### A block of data
** start **

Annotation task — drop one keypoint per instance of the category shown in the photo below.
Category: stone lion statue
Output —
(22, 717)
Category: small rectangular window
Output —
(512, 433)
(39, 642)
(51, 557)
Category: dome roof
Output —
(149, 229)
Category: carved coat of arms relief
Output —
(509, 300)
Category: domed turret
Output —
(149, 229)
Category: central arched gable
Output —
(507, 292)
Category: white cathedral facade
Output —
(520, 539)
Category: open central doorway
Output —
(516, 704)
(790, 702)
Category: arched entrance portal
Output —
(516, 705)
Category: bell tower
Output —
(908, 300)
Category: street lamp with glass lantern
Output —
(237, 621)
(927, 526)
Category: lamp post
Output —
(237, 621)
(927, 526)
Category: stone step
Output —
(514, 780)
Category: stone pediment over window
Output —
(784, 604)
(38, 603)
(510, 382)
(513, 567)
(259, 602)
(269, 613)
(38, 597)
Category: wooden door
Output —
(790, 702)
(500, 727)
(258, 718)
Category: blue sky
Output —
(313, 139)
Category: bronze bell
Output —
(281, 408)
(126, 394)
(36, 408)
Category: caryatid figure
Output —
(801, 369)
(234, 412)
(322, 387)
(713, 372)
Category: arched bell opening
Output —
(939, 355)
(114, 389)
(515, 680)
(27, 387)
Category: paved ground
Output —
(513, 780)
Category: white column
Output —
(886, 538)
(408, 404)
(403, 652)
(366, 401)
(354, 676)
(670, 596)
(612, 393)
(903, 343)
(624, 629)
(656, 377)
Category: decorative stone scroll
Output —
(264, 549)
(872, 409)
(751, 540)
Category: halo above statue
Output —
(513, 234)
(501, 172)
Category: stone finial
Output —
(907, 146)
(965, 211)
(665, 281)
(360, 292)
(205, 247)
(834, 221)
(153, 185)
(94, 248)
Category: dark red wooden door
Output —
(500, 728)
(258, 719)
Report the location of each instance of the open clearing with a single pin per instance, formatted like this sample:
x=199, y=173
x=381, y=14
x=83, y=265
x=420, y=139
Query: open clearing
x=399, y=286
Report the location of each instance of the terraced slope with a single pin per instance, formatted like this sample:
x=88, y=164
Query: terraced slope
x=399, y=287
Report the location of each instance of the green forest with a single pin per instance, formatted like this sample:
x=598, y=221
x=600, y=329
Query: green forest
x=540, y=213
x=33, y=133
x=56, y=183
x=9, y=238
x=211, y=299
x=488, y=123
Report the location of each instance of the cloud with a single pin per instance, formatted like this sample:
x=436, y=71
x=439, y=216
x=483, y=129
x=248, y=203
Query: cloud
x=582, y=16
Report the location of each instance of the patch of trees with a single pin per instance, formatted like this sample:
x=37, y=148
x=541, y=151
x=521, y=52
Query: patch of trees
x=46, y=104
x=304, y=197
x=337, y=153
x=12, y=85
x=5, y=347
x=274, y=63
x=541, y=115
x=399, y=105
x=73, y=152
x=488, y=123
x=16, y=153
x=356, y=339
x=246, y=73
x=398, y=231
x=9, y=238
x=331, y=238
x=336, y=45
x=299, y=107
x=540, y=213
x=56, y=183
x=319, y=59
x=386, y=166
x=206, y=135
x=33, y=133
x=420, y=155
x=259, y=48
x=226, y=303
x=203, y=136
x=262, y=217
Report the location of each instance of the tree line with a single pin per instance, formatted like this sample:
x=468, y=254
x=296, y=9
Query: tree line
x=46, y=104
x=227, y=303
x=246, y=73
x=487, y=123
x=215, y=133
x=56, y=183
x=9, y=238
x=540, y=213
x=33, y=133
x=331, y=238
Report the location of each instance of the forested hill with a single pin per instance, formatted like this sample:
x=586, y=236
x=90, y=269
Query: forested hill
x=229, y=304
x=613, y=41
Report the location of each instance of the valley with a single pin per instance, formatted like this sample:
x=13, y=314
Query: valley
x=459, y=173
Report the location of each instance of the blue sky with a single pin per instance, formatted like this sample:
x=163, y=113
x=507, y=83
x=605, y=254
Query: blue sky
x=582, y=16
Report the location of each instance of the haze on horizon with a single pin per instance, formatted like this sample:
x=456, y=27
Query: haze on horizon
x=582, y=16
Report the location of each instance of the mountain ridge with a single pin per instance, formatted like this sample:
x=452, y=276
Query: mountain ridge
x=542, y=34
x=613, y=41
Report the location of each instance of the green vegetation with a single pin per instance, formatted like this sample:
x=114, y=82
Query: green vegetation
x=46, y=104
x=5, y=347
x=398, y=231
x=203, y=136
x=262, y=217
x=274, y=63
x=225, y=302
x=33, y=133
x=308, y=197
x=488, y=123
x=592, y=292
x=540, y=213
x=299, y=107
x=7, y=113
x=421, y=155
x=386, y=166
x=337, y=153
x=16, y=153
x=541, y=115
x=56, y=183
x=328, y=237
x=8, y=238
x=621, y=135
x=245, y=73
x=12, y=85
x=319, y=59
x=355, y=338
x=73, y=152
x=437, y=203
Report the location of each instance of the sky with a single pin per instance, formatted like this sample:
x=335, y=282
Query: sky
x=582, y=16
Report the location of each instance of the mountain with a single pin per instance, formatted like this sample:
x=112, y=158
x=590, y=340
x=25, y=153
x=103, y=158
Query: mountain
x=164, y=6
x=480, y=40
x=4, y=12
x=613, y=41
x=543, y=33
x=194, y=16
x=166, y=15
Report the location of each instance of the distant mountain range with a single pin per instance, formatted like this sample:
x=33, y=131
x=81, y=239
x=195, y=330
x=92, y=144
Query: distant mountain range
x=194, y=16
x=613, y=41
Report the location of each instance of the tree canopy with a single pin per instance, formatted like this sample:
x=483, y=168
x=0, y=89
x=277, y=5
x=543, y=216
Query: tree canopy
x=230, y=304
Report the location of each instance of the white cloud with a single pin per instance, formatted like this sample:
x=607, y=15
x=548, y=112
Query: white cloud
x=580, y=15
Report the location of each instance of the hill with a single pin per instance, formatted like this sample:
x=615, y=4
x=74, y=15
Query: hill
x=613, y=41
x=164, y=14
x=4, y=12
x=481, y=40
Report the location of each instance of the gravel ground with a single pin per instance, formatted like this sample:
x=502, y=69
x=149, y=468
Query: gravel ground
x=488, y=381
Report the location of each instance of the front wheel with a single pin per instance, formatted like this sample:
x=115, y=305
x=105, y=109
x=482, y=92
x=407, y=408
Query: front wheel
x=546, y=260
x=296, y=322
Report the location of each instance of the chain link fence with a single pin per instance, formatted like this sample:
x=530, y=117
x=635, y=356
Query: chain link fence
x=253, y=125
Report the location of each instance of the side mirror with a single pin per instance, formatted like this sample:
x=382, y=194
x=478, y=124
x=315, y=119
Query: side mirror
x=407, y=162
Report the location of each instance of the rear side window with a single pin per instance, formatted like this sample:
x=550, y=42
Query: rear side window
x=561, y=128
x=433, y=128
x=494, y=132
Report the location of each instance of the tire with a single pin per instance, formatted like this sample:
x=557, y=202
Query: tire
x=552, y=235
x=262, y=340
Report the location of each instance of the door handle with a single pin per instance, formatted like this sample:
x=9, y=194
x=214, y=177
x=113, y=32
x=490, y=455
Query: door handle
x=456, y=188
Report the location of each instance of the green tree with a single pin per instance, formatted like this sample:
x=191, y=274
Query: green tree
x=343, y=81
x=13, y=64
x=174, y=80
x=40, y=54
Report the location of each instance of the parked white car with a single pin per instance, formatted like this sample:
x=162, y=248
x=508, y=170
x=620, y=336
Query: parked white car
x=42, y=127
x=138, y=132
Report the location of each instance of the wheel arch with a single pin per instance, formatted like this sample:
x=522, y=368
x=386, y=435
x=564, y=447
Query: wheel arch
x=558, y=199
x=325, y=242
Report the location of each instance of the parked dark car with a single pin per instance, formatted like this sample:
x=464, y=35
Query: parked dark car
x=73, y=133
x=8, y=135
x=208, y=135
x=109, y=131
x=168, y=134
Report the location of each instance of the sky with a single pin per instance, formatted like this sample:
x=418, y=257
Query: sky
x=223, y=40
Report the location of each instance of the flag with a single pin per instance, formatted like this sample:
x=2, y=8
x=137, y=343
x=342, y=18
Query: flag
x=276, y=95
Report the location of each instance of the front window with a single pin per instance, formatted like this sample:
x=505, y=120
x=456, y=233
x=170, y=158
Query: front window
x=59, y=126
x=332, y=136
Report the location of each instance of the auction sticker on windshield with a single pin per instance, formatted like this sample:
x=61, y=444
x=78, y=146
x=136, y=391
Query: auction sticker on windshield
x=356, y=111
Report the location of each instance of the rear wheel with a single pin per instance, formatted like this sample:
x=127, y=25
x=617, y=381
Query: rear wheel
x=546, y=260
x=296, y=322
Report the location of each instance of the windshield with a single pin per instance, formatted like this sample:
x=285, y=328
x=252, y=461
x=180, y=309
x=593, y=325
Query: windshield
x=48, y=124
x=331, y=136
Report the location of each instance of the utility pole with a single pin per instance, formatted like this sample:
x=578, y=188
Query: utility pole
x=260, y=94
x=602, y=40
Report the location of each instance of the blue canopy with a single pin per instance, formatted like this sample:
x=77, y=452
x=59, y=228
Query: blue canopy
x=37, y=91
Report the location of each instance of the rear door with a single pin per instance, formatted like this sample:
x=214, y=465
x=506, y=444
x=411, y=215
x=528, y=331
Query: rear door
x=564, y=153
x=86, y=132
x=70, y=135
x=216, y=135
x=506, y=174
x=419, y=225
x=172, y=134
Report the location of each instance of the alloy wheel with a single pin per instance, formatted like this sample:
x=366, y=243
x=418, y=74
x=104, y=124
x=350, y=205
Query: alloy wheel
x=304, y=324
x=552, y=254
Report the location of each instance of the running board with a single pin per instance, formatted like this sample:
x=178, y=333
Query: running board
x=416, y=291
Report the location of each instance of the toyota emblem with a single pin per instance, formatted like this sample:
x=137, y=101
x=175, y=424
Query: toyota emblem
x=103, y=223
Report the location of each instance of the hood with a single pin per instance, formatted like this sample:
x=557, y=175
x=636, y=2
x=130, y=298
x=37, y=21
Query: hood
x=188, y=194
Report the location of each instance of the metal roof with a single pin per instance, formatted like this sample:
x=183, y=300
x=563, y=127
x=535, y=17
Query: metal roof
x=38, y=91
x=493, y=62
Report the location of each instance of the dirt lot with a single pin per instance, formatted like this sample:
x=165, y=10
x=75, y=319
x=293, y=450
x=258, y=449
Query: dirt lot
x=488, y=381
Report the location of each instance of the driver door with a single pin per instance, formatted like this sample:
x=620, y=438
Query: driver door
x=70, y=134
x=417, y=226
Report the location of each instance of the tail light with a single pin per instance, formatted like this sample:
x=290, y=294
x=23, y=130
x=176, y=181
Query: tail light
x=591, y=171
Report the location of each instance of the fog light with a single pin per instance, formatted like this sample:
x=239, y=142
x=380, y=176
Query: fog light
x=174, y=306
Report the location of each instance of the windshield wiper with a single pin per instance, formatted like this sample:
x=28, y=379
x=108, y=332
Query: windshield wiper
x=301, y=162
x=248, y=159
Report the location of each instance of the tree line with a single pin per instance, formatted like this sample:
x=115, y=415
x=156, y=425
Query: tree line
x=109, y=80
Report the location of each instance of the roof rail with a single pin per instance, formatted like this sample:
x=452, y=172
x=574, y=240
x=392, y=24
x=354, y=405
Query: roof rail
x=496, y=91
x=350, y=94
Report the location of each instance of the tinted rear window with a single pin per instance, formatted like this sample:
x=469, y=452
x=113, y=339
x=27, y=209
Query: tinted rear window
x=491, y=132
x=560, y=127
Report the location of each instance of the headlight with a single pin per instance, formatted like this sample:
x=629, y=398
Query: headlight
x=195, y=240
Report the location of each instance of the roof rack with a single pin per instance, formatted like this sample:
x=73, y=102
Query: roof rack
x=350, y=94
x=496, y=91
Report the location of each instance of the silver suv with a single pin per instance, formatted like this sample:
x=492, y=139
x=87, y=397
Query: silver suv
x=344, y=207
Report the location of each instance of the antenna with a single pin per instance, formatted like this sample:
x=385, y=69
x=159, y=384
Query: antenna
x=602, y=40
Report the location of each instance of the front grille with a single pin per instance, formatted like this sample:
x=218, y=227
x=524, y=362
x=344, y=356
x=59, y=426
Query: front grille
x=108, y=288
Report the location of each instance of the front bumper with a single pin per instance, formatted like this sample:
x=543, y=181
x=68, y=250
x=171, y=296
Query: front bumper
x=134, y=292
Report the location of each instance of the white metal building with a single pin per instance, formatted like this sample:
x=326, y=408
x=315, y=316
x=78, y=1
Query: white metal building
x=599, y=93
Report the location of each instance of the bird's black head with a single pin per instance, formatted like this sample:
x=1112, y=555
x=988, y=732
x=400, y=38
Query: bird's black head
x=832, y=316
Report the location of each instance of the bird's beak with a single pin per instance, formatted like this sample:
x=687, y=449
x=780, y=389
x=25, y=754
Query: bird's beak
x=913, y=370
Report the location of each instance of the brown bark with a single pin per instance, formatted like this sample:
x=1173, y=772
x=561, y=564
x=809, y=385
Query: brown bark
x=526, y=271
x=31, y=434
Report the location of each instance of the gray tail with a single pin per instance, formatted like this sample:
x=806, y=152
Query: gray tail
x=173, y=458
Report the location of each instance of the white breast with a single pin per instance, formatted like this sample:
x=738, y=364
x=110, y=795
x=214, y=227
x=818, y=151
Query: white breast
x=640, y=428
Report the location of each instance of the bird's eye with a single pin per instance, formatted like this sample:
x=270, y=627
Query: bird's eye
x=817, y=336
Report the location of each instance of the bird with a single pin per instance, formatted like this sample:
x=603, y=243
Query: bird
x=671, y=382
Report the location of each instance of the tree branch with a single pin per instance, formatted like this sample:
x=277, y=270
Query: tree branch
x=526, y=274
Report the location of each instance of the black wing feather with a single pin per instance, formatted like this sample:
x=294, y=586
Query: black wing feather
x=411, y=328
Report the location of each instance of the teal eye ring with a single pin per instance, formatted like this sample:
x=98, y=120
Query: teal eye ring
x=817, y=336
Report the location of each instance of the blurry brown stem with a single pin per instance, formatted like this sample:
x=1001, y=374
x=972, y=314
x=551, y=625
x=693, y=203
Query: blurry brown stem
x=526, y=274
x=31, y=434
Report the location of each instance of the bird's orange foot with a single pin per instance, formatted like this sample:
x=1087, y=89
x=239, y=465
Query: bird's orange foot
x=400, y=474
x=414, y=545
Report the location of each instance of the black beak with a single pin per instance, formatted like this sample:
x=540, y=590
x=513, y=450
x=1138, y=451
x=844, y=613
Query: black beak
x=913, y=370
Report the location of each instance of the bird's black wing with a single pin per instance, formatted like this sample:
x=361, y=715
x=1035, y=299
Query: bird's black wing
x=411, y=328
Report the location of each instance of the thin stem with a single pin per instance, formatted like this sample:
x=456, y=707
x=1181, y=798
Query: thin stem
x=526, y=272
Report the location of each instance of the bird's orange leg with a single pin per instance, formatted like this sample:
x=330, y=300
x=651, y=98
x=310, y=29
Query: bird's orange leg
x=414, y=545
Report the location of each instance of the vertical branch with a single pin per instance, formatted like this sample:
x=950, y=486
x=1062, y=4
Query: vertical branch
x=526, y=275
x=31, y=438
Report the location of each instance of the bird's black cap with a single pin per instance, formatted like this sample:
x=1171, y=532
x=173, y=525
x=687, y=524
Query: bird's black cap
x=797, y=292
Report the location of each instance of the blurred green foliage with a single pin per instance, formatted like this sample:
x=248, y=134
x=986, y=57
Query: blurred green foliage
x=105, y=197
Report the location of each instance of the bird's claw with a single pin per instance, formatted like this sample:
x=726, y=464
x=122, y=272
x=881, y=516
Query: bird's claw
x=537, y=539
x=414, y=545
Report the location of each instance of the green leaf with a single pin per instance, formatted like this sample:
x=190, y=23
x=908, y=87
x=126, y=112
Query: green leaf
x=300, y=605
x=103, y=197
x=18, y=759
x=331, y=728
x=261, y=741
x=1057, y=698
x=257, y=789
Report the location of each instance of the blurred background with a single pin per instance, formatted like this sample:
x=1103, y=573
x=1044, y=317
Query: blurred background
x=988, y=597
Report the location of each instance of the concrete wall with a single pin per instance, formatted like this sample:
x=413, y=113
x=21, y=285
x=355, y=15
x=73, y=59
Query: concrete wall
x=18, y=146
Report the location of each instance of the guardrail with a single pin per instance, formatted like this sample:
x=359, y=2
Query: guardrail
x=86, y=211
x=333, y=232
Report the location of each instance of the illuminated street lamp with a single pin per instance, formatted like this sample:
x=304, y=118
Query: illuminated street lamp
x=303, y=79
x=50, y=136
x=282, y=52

** end **

### To be done
Transcribe only the trailing portion of the entries above: the line that contains "Report the location of each instance of the bird's claw" and each line after it.

### Task response
Report the location of each instance of the bird's claw with a single pin per instance, formatted like this sample:
x=726, y=464
x=122, y=272
x=881, y=516
Query: bird's claw
x=537, y=539
x=414, y=545
Report the location of each instance of the green leaf with a single pin per instance, formatted like this sample:
x=190, y=23
x=908, y=87
x=126, y=112
Query: green leaf
x=300, y=605
x=103, y=197
x=18, y=759
x=331, y=728
x=261, y=741
x=1057, y=698
x=257, y=789
Report the location of each instance of the blurred background with a single pin per instance, formatted like this sample:
x=1103, y=573
x=1044, y=317
Query: blurred background
x=988, y=597
Report the location of each instance of the concrete wall with a single pin per instance, formatted like this sample:
x=413, y=113
x=21, y=285
x=355, y=15
x=73, y=59
Query: concrete wall
x=18, y=146
Report the location of each instance of the guardrail with a single pin per instance, formatted like this sample:
x=359, y=2
Query: guardrail
x=86, y=211
x=333, y=232
Report the location of each instance of the illuminated street lamp with a single pin per instance, formatted like this sample:
x=304, y=118
Query: illuminated street lamp
x=303, y=79
x=50, y=136
x=282, y=52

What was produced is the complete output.